### REQUIRED ACTION:
Please reproduce, exactly and with nothing else, every line from the one containing "In this photo, each instance of the motorcycle mirror" through the last line of the records below.

Saved entries:
__________________________________________________
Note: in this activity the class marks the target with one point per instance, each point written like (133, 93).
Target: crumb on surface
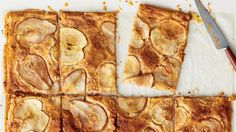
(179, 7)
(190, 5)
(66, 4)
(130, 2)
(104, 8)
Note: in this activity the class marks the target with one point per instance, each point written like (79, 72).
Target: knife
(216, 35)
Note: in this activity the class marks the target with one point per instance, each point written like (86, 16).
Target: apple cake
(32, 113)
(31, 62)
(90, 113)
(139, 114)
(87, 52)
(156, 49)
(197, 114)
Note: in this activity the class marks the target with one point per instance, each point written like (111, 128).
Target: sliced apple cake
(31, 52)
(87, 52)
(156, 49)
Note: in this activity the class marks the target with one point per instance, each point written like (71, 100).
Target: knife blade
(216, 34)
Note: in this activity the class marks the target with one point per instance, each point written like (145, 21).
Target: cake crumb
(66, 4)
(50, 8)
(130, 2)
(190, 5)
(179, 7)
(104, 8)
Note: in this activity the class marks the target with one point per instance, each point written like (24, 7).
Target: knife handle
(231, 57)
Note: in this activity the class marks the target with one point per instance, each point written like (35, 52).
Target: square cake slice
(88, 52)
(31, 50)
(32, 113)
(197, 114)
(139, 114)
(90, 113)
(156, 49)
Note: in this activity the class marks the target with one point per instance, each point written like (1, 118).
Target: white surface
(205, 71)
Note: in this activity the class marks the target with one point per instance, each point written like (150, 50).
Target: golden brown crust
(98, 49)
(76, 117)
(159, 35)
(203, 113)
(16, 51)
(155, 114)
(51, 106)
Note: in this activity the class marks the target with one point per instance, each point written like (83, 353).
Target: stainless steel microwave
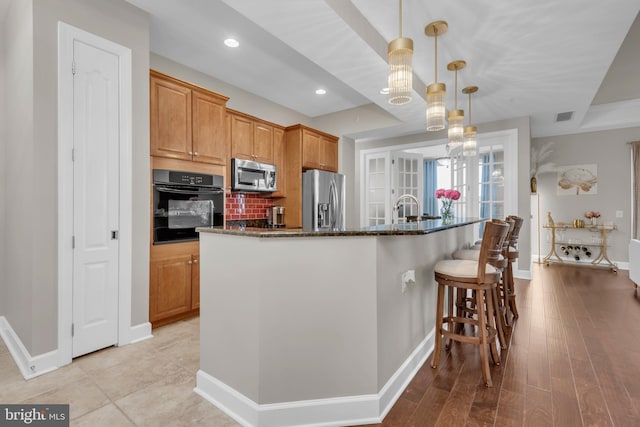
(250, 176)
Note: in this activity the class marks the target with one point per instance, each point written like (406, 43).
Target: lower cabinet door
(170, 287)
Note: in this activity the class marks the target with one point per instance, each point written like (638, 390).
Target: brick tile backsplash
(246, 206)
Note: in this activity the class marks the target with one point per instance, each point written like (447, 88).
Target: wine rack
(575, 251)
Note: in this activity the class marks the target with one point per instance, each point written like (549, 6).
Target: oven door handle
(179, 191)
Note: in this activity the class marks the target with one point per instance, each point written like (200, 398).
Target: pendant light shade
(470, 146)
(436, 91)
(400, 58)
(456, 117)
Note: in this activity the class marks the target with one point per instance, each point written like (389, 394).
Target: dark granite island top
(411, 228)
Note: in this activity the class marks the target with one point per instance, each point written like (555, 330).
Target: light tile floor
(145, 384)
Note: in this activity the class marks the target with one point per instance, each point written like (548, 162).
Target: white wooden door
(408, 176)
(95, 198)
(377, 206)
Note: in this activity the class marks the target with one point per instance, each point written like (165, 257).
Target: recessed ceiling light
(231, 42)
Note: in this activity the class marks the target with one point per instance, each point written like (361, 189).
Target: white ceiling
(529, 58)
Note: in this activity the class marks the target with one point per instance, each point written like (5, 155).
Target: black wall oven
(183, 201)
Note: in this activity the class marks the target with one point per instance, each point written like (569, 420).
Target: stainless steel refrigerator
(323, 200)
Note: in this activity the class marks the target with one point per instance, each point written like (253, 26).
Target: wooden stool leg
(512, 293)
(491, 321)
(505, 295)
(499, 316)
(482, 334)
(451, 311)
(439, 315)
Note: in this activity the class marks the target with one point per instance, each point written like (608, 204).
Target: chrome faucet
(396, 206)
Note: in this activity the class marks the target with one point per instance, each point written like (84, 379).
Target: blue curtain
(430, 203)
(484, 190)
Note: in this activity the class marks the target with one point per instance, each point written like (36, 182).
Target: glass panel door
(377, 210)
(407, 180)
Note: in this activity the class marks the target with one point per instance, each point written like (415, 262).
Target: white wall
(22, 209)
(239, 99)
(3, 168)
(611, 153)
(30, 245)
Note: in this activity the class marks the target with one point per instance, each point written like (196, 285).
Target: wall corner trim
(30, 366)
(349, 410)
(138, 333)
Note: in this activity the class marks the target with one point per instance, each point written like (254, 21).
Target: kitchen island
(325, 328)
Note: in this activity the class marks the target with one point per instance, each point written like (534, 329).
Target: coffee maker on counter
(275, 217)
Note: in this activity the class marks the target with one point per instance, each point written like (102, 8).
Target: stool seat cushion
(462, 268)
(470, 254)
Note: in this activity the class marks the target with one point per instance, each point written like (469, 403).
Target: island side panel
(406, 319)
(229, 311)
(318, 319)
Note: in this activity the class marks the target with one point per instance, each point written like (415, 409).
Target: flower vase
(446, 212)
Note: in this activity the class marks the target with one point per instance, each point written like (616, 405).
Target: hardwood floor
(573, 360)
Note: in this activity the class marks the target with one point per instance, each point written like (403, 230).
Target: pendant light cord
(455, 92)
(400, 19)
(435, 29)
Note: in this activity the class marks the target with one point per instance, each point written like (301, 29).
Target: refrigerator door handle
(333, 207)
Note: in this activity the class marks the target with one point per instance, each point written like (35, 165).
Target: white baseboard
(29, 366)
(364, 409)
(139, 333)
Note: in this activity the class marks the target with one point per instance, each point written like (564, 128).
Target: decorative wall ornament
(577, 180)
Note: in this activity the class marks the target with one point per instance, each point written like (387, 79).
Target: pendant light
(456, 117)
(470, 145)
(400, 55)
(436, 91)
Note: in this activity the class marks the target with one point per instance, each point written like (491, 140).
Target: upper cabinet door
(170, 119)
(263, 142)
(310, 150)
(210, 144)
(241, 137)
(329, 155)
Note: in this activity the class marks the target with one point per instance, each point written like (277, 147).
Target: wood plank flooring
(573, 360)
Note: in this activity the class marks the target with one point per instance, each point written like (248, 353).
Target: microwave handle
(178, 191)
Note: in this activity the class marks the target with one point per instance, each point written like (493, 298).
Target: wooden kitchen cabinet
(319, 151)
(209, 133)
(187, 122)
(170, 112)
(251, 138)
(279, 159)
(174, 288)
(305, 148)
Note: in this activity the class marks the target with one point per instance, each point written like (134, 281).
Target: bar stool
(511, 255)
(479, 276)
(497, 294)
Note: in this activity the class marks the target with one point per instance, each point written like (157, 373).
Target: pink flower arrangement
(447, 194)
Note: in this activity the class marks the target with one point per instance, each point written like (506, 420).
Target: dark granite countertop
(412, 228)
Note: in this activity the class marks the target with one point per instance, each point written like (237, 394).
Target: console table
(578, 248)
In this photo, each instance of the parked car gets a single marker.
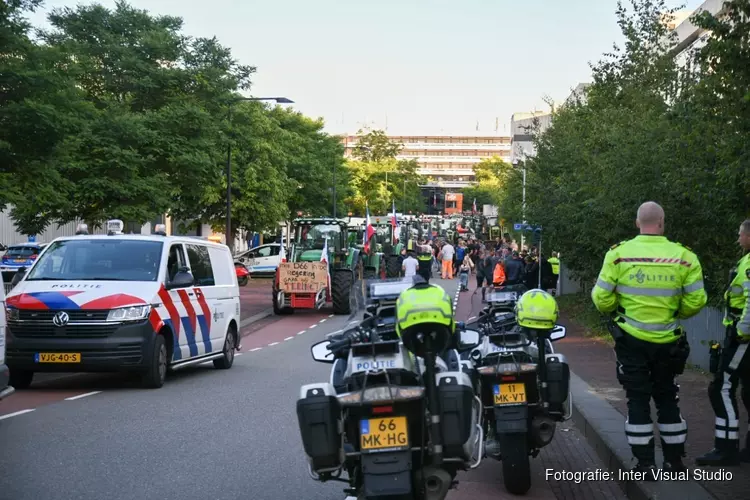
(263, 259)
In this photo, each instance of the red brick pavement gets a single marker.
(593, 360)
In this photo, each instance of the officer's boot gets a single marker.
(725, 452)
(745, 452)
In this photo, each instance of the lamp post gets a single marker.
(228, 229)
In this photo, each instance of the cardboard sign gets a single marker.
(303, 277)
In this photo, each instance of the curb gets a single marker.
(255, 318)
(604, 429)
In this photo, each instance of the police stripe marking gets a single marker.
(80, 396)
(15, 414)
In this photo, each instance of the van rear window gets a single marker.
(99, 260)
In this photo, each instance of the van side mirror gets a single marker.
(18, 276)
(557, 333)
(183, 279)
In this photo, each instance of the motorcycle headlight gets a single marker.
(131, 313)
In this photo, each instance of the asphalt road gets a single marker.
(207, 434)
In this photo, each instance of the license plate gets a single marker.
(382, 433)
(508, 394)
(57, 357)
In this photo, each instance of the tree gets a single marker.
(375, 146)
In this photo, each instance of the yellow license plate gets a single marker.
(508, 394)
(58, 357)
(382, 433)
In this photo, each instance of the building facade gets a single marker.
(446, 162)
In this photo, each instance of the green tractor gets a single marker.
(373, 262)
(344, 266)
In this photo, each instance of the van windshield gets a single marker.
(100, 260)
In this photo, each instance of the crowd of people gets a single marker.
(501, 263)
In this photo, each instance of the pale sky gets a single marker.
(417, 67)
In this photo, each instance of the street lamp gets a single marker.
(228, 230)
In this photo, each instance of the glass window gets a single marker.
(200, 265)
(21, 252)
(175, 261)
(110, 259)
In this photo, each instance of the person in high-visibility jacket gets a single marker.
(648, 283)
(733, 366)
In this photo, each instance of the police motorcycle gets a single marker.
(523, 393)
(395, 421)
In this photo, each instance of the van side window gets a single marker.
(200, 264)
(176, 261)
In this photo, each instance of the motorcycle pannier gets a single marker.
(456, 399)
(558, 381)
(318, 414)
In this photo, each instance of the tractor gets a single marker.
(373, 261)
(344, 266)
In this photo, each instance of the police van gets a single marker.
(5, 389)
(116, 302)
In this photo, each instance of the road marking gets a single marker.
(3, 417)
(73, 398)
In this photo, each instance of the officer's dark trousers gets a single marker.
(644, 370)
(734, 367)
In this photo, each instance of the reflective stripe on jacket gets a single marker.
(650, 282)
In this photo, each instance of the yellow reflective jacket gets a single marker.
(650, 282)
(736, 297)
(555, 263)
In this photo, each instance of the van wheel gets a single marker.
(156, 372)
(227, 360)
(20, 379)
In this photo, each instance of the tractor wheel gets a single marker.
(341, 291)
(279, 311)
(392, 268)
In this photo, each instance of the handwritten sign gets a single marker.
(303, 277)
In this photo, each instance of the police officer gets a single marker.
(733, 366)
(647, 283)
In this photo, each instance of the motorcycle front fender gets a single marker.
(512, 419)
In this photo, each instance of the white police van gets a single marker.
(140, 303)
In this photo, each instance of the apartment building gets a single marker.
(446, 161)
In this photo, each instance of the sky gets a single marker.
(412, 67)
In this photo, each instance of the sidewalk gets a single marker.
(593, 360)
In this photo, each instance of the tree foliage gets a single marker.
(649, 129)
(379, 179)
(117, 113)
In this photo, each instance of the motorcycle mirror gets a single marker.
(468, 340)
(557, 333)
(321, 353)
__________________________________________________
### ANSWER AREA:
In this photo, each instance of the motorcycle mirror gets a single marker.
(468, 340)
(557, 333)
(321, 353)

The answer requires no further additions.